-- Data shown follows --

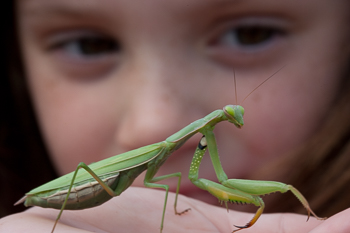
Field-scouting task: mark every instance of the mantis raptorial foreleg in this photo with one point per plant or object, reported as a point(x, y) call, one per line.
point(237, 190)
point(100, 181)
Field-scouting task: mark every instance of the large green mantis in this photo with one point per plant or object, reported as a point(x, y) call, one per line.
point(100, 181)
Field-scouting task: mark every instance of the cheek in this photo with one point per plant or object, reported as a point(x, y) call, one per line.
point(77, 123)
point(76, 134)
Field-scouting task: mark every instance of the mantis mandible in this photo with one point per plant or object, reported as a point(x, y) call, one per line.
point(97, 183)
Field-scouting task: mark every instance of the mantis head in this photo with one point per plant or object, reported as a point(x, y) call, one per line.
point(234, 114)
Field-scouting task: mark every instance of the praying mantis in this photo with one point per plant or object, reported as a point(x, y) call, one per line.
point(98, 182)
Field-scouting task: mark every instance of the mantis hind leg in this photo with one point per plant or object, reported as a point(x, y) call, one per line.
point(256, 187)
point(93, 174)
point(149, 182)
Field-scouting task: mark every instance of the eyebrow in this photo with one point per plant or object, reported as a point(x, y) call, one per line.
point(61, 7)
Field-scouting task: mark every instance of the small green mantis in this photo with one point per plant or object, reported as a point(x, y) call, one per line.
point(100, 181)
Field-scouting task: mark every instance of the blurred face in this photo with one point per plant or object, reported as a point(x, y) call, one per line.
point(110, 76)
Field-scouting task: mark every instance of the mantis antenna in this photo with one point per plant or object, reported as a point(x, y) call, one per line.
point(259, 84)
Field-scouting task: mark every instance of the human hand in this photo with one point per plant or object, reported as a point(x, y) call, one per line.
point(140, 210)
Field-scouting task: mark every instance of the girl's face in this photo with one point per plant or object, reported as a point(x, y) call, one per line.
point(110, 76)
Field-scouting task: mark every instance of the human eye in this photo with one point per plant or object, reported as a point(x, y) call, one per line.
point(249, 39)
point(84, 46)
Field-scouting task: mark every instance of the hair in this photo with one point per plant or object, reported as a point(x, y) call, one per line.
point(321, 165)
point(24, 161)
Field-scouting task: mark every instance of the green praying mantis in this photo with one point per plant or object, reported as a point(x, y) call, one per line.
point(98, 182)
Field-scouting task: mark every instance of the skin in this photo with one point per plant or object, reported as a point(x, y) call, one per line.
point(174, 66)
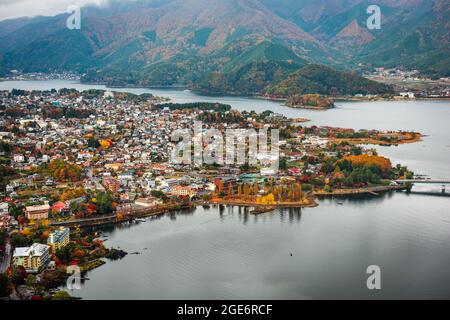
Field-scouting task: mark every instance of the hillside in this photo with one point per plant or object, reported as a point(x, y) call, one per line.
point(326, 81)
point(233, 46)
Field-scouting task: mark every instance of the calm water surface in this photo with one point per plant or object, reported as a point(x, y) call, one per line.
point(214, 254)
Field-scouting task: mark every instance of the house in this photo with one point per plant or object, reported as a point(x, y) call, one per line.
point(148, 202)
point(38, 212)
point(409, 95)
point(183, 191)
point(60, 208)
point(19, 158)
point(4, 206)
point(111, 184)
point(58, 239)
point(33, 259)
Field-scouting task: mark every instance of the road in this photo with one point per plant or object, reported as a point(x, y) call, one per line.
point(6, 259)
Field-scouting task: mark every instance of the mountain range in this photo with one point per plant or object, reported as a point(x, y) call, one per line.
point(234, 46)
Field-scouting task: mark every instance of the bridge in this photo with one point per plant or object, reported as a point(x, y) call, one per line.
point(427, 181)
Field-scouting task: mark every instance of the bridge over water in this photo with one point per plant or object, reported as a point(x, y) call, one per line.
point(427, 181)
point(443, 183)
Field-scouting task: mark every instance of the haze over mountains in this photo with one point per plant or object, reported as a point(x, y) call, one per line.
point(227, 43)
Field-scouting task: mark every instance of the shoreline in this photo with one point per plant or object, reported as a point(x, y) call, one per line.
point(369, 190)
point(368, 141)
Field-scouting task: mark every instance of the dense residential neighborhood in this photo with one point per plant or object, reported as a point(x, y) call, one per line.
point(72, 159)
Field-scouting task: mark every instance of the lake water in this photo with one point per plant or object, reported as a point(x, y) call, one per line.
point(209, 254)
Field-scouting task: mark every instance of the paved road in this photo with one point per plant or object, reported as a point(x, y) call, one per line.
point(6, 259)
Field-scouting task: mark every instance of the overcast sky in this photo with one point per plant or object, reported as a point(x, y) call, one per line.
point(22, 8)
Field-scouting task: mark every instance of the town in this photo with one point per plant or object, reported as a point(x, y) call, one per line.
point(71, 159)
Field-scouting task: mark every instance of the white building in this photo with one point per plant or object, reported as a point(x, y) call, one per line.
point(34, 259)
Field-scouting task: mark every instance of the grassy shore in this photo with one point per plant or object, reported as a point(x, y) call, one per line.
point(368, 190)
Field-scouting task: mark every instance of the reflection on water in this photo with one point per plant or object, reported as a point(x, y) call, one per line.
point(312, 253)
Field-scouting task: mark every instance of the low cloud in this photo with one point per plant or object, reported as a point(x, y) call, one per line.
point(29, 8)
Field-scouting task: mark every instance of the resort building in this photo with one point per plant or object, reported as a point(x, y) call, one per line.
point(39, 212)
point(59, 239)
point(33, 259)
point(148, 202)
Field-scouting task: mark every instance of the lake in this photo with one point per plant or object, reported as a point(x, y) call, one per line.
point(229, 254)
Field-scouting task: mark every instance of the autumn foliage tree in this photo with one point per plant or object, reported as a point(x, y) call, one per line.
point(62, 170)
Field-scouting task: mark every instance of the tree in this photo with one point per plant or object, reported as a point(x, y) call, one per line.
point(104, 203)
point(31, 281)
point(5, 285)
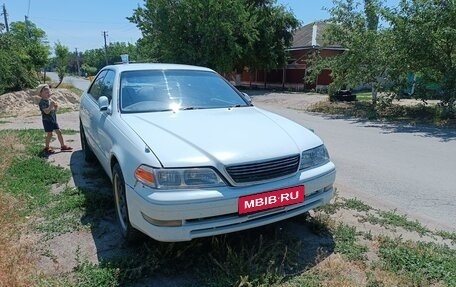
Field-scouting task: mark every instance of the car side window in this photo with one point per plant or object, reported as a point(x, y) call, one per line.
point(108, 83)
point(97, 86)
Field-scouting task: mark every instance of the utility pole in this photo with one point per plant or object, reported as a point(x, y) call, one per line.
point(105, 34)
point(27, 26)
point(6, 18)
point(77, 61)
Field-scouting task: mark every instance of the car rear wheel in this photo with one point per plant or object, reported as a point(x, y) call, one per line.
point(89, 156)
point(128, 232)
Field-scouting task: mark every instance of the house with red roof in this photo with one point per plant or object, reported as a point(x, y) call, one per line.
point(307, 40)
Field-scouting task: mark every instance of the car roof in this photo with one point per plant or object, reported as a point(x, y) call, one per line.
point(155, 66)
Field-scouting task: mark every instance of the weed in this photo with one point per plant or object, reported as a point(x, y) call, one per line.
point(423, 263)
point(447, 235)
point(393, 219)
point(356, 204)
point(346, 242)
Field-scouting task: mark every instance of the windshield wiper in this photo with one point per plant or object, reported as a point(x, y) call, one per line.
point(188, 108)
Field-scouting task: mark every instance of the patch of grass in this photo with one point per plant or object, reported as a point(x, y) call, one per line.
point(392, 218)
point(447, 235)
point(94, 275)
point(346, 242)
point(263, 257)
point(356, 204)
point(31, 178)
point(423, 263)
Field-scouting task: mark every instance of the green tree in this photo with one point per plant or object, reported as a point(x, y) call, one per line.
point(62, 60)
point(223, 35)
point(96, 57)
point(16, 73)
point(33, 40)
point(275, 27)
point(214, 33)
point(425, 35)
point(354, 25)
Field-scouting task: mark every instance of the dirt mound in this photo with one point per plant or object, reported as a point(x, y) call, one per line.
point(25, 103)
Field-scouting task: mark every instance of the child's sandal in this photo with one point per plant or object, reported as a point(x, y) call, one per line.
point(65, 148)
point(48, 150)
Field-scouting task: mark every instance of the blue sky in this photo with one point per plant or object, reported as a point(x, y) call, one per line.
point(80, 24)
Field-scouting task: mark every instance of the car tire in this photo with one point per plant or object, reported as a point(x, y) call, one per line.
point(89, 156)
point(129, 233)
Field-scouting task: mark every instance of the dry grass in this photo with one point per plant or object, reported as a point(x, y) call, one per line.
point(16, 267)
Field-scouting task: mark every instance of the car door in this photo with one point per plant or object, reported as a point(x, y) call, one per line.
point(104, 124)
point(90, 111)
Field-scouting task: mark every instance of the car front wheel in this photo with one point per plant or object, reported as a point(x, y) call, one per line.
point(128, 232)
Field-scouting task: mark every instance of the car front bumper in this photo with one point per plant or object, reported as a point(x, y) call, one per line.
point(208, 212)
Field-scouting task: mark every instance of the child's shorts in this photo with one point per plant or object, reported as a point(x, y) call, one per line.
point(50, 126)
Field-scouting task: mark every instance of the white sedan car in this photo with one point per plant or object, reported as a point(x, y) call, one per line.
point(190, 156)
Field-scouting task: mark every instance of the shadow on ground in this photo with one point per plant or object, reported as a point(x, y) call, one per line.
point(281, 250)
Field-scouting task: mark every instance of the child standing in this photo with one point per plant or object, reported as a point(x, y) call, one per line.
point(48, 112)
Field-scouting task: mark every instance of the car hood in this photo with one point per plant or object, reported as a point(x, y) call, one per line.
point(215, 137)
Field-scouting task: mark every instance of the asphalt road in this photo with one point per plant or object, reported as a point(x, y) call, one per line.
point(411, 169)
point(79, 82)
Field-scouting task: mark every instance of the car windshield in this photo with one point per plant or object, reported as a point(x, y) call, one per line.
point(171, 90)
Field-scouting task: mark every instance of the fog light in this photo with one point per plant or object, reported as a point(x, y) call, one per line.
point(162, 223)
point(327, 188)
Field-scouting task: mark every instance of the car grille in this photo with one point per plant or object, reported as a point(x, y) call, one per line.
point(265, 170)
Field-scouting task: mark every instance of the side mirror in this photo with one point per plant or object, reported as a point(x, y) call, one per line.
point(103, 103)
point(247, 98)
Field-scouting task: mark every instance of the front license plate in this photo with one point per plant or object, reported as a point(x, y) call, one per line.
point(271, 199)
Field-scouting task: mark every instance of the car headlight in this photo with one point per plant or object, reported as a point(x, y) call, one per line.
point(178, 178)
point(314, 157)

-- Data shown concluded --

Nothing before the line containing "Field-scouting task: mark every instance of the car grille" should be repeated; repeat that line and all later lines through the end of the data above, exactly.

Field-scouting task: mark every instance of the car grille in this photo with one point per plant or object, reported as a point(x, y) call, one per line.
point(265, 170)
Field-scouting task: mark every instance of the side mirror in this photo with one point per plant or object, reported as a point(x, y) call, one per line.
point(103, 103)
point(247, 98)
Field-scouting task: mark every instance of the front license plate in this photo with one point per plant or object, reported as a point(x, y) call, one per line.
point(271, 199)
Field-scouting task: mark every instance of the car headlight in this photo with one point per plant or object, reported as a point(x, y) call, one per line.
point(178, 178)
point(314, 157)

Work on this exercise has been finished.